_Task description_
Print all the entries verbatim.
Task data Start Marker
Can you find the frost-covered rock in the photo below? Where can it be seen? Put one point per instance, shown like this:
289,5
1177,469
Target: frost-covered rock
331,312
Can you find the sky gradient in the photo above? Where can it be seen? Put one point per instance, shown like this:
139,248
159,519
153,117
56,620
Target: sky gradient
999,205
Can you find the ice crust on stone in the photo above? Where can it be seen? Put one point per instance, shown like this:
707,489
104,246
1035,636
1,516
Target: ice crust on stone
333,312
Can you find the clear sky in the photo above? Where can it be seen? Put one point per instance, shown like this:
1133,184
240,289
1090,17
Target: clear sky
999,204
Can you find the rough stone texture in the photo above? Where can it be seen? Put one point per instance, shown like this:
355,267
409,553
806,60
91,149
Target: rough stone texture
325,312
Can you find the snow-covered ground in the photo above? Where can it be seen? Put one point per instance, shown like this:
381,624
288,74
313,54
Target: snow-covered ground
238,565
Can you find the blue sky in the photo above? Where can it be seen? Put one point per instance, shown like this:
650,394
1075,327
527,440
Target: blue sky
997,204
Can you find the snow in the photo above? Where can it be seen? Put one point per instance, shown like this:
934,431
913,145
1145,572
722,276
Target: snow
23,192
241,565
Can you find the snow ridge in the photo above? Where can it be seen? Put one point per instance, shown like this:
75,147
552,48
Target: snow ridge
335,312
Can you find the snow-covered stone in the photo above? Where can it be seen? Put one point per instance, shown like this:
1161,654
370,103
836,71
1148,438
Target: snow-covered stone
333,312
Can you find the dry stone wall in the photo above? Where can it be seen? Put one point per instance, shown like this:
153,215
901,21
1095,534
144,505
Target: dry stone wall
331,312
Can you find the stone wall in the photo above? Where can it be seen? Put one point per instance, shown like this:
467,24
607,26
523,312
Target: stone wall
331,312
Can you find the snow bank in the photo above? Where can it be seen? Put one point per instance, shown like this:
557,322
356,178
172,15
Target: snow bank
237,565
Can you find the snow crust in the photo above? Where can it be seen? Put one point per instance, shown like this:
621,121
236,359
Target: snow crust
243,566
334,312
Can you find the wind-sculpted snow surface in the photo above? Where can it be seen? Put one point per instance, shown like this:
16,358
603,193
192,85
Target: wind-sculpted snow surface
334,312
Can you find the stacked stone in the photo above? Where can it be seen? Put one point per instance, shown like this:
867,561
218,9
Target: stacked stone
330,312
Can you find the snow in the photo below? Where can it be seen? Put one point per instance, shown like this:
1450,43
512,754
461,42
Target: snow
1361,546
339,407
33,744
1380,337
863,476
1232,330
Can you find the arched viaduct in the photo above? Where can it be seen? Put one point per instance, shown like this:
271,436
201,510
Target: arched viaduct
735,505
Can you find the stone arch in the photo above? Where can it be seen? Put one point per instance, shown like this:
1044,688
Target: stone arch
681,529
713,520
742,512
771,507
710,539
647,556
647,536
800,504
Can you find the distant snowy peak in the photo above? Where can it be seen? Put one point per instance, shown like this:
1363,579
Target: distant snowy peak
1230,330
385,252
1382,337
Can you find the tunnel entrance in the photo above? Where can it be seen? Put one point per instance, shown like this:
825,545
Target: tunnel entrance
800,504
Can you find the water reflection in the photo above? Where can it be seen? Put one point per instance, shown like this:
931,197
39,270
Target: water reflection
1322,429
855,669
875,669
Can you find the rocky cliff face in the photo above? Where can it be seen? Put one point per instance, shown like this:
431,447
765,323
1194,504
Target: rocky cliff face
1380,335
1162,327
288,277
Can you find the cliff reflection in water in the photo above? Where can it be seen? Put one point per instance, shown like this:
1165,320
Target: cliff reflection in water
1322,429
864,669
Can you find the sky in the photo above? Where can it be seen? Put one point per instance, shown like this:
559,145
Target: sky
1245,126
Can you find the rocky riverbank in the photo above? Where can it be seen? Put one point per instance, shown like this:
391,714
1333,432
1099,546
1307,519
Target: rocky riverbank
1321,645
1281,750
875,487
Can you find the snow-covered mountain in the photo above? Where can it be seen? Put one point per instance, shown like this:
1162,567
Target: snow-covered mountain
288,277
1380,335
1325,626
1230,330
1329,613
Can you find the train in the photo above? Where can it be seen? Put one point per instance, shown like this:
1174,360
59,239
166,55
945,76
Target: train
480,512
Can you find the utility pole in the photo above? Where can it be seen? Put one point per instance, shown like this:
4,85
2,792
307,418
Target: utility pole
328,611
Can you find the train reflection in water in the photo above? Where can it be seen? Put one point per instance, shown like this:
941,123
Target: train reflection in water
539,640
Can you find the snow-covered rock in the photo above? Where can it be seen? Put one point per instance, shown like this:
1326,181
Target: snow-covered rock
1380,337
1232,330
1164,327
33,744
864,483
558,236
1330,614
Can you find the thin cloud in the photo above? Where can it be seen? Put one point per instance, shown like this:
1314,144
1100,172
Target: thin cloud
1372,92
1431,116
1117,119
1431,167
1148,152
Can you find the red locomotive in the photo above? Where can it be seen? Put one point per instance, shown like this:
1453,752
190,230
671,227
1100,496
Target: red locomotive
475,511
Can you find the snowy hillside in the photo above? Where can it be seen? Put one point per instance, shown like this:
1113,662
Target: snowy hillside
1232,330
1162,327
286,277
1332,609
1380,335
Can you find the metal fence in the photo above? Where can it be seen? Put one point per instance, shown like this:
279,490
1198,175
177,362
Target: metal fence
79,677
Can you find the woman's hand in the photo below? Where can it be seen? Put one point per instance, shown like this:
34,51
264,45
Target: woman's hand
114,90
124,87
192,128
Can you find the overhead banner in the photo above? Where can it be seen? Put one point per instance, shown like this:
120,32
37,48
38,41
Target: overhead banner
Task data End Marker
_Output of the task_
Can you find the frost-covered rock in the photo below? Where can it be seen? Put one point per instance, shown like this:
289,5
1177,469
Target: frost-covered rock
331,312
Can you find the sky gradient in the photo above? Where can it be seen? Put one point per instance, shown like this:
139,248
159,519
153,117
56,620
Target: sky gradient
999,205
Can you find the ice crust on stone in the photo above? Where can it be seen? Put one point per instance, shown like this:
707,489
104,246
1035,636
1,516
Target: ice crust on stone
333,312
Can you find the clear sky in the photo above? Where can it be seen? Put one point per instance, shown like this:
1133,184
240,289
1090,17
Target: clear sky
999,204
Can you find the rough stone texture in the photo above? Where can it be seen? Put one point per instance, shown like this:
355,267
409,553
806,60
91,149
Target: rough stone texture
325,312
Can you find the snow-covered ground in the photo above? Where can it be seen? Put one point per instance, shown like this:
381,624
288,74
313,54
Target: snow-covered ground
238,565
Can you find the blue sky in the photo above? Where can it be seen? Put one point per instance, shown like this:
650,394
1075,327
527,440
Target: blue sky
997,204
Can you find the snow in the photo above? Where can it be seen? Put one point per instance, shown like this:
934,431
913,145
1145,572
722,276
Target: snow
23,192
241,565
Can you find the snow ridge in the photo above? Where can it be seen? Put one point per instance, shown like this:
75,147
552,48
Target: snow ridge
335,312
Can you find the snow-covered stone in the photo above? Where can it be seen? Put one point per instance, shown like this:
1161,654
370,103
836,71
1148,438
Target: snow-covered stone
333,312
Can you find the dry stone wall in the photo above? Where can it be seen? Put one point per instance, shown like this:
153,215
901,21
1095,534
144,505
Target: dry stone wall
331,312
Can you find the stone wall in the photo above? Where can it be seen? Put one point per instance, shown like this:
467,24
607,26
523,312
Target: stone wall
331,312
Can you find the snow bank in the photo above? Where can it be seen? Put one point per instance, shown like this:
557,322
356,178
172,15
Target: snow bank
237,565
Can you find the snow crust in the photo above? Where can it be seen? Put one point per instance, shown like this:
621,121
236,359
Target: snow crust
243,566
334,312
Can you find the wind-sculpted snow surface in the photo above? Where can it be seen? Put one point per instance, shown like this:
16,358
603,193
192,85
Target: wind-sculpted snow surface
334,312
Can you find the stacked stone in the photo above? Where can it be seen? Put one point per instance, shown like this:
867,561
218,9
Target: stacked stone
330,312
Can you find the snow in the photo below? Where can it be seen? Put one point per instance, shown like this:
1450,43
512,754
461,42
Target: snow
1361,546
339,407
33,744
1380,337
863,476
1232,330
Can you find the arched viaduct in the photo above? Where can it be seen? Put one point per instance, shown like this:
271,436
201,510
Target: arched viaduct
735,505
Can you find the stone arch in the photo above? Where can it be seen? Put one point per instance, shown like this:
1044,688
Target: stone arch
681,529
713,520
742,512
771,507
710,539
647,556
647,536
800,504
Can you find the distant snowy peak in the photo above? Where can it be seen? Put one point per instance, shown like this:
1363,579
Target: distant snowy peak
1230,330
385,252
1382,337
Can you find the tunnel entrance in the photo above? Where can it be seen? Put one point per instance, shown like this:
825,545
Target: tunnel entrance
800,504
Can you find the water reflection in the photo above? Where can it be seen? Put one point per instance, shown like this:
931,197
39,270
Target: water reflection
1322,429
855,669
875,669
Can you find the rocky cliff face in the photo above? Where can it be seen? Put one point per instance, shown like this:
431,447
765,323
1194,504
Target: rocky cliff face
1380,335
1162,327
288,277
Can you find the cliff reflection in water in the photo above? Where can it be seen? Put one point per instance, shown like this:
1165,320
Target: cliff reflection in water
1322,429
864,669
Can you find the sky in the photo above? Where can it be seen? Put one point per instance, shown like this:
559,145
Target: sky
1245,126
Can you find the rocky riverbank in the photo above? Where can it be seen? Put one point per instance, shown like this:
391,714
1333,432
1099,546
1307,519
Target: rocky riverbank
1321,645
1281,750
875,487
Can you find the snow-covered mountain in the photo above? Where can it be seen? Put one point per instance, shown like this:
1162,567
Target: snow-covered mountain
288,277
1380,335
1325,626
1230,330
1329,613
Can you find the train in the photo above? Where can it be seen? Put one point per instance, shown like this:
1174,360
59,239
166,55
945,76
Target: train
480,512
Can you find the utility pole in the photo above? Where can it be seen? Put one point per instance, shown like this:
4,85
2,792
307,418
Target: utility pole
328,611
Can you find the train reflection in water in the photo above? Where can it be seen? Put one point per instance, shown like this:
941,123
Target: train reflection in water
539,640
Can you find the snow-covered rock in the photo above? Where can it be seen? Put one point per instance, shown like this:
1326,181
Target: snow-covered rock
1380,337
1232,330
1164,327
33,744
864,483
558,236
1330,614
Can you find the thin cloud in the photo above? Where can it be seen? Put one point per instance, shown like this:
1314,144
1100,172
Target: thin cloud
1372,92
1431,116
1117,119
1431,167
1148,152
Can you find the red locomotive in the photo above? Where can it be seen? Put one point per instance, shown like this:
1453,752
190,230
671,227
1100,496
Target: red locomotive
475,511
Can you find the snowy hillside in the photo above? Where can it be seen? Put one point per instance, shown like this:
1113,662
Target: snowy hillside
1232,330
1162,327
286,277
1332,609
1380,335
Can you find the metal fence in the photo above? Where can it be seen? Put one point per instance, shown like this:
279,490
1198,175
177,362
Target: metal fence
79,677
Can you find the woman's hand in the photo below? Where can it be seen? Put one point per instance, shown like this:
34,51
264,45
Target: woman's hand
114,90
124,87
192,128
Can you find the overhead banner in the photo above? Where can it be seen? Put one point per instance, shown like this:
120,32
37,48
38,41
Target: overhead banner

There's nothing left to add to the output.